-- START --

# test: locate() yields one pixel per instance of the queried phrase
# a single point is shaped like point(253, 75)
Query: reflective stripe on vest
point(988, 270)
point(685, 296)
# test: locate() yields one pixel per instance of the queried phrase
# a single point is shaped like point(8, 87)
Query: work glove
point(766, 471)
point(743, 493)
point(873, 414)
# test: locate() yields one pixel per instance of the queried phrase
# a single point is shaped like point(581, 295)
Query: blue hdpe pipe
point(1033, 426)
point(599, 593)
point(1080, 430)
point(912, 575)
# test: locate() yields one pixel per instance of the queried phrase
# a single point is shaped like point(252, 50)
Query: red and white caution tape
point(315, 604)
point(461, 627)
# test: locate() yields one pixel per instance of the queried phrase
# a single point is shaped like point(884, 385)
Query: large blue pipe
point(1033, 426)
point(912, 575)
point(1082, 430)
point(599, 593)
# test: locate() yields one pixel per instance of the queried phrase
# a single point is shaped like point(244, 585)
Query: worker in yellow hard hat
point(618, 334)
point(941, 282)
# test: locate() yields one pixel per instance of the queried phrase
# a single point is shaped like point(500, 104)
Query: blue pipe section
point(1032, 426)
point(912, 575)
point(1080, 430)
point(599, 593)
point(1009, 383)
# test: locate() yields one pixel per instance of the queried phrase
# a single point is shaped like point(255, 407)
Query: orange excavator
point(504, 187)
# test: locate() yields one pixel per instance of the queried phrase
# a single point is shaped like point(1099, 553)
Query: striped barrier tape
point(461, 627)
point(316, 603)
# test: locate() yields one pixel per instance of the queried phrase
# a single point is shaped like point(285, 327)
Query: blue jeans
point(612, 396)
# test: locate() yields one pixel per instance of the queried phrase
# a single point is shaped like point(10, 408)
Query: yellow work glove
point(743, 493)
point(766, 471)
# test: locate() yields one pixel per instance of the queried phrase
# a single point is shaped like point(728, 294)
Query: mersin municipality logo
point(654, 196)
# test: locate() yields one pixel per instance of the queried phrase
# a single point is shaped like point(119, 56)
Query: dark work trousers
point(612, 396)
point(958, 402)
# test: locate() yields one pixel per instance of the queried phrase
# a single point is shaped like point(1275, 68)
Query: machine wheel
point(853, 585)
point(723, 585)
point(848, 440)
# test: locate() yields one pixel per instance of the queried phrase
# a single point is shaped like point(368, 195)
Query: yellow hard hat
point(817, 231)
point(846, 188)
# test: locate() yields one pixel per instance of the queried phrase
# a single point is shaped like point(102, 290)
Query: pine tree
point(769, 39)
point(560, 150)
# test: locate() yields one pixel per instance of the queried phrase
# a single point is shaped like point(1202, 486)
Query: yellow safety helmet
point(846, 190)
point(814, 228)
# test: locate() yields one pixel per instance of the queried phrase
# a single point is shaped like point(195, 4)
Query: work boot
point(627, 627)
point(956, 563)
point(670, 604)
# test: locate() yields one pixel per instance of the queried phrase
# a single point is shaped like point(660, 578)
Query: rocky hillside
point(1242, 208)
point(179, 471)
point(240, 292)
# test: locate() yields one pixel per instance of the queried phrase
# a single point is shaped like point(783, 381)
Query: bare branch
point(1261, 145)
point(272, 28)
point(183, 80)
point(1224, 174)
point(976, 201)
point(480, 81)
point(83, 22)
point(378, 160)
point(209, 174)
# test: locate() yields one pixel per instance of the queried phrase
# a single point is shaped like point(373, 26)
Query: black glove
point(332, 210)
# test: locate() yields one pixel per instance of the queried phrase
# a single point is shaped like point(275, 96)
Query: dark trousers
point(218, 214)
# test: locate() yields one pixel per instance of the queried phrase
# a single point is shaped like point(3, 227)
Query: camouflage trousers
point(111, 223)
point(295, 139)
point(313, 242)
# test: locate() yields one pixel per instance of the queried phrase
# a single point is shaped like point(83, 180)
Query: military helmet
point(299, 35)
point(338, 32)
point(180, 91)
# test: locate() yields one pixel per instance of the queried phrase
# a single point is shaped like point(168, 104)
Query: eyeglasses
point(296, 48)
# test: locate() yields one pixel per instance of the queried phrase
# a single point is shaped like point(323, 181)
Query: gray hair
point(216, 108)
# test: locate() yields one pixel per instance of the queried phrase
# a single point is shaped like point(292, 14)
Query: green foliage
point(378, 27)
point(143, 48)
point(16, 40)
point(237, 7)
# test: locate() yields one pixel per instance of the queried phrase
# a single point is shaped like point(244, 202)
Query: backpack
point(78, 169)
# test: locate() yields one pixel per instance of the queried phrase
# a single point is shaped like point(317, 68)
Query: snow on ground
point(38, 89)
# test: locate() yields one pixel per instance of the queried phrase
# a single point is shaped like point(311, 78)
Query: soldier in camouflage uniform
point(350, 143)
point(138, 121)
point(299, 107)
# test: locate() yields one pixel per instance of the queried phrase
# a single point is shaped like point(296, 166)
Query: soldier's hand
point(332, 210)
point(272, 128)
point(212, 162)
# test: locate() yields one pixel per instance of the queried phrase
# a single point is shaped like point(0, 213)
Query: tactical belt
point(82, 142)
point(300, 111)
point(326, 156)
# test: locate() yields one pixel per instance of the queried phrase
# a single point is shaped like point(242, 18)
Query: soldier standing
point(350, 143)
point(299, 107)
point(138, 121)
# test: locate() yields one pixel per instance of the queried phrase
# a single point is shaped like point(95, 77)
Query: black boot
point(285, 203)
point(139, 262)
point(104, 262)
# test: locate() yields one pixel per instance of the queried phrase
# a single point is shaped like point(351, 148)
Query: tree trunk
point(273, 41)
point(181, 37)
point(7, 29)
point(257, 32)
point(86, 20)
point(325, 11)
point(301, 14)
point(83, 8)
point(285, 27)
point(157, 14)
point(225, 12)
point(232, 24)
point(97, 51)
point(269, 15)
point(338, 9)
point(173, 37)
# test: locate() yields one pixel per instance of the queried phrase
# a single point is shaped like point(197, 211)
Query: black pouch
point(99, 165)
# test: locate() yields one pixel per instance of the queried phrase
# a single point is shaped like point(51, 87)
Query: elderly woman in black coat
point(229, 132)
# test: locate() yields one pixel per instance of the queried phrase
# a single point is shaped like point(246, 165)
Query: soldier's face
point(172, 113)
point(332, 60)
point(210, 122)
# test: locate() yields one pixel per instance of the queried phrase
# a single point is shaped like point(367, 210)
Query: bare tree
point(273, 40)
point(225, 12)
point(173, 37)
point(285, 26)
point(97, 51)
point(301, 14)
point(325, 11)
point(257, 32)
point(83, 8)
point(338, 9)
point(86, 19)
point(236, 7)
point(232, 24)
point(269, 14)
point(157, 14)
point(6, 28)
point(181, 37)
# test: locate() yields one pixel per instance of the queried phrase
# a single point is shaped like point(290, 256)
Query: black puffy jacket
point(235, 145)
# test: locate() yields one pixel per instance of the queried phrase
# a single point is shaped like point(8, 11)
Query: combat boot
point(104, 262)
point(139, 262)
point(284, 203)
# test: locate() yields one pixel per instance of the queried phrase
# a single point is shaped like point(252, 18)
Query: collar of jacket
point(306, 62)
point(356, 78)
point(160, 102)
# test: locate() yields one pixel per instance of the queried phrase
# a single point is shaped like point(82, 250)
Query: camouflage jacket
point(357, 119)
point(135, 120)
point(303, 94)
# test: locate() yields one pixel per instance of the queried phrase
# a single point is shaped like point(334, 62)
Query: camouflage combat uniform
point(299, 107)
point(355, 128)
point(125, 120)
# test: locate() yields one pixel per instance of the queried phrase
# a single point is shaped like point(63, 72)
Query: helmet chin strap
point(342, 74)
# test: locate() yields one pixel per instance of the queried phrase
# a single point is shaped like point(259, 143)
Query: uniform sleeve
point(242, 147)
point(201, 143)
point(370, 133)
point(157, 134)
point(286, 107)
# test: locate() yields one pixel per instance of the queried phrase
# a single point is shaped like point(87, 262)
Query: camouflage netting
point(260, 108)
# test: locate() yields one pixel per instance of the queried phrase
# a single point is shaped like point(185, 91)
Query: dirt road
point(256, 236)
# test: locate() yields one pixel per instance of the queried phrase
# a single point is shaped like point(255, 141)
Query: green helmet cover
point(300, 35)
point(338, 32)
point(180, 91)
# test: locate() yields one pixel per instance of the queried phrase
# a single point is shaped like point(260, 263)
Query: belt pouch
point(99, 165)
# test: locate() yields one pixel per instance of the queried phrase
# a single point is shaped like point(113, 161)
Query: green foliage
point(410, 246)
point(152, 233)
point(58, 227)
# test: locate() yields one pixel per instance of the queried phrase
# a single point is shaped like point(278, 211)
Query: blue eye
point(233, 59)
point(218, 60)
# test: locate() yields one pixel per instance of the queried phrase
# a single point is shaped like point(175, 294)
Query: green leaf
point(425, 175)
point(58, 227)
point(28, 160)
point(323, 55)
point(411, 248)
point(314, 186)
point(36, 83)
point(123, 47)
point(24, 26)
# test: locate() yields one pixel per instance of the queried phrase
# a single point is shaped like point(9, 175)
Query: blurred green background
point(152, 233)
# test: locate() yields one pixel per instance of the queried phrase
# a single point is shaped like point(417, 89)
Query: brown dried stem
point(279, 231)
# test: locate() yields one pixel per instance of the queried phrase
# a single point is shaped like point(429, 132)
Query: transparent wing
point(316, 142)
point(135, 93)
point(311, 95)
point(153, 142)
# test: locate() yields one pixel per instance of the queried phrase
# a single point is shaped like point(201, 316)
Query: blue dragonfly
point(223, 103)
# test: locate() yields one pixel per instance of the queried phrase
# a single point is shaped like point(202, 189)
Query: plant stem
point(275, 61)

-- END --

## EXERCISE
Identify every line of the data above that contains the word "yellow".

## ANSWER IN FULL
Query: worker in yellow hard hat
Query: yellow work glove
Query: yellow hard hat
Query: yellow safety helmet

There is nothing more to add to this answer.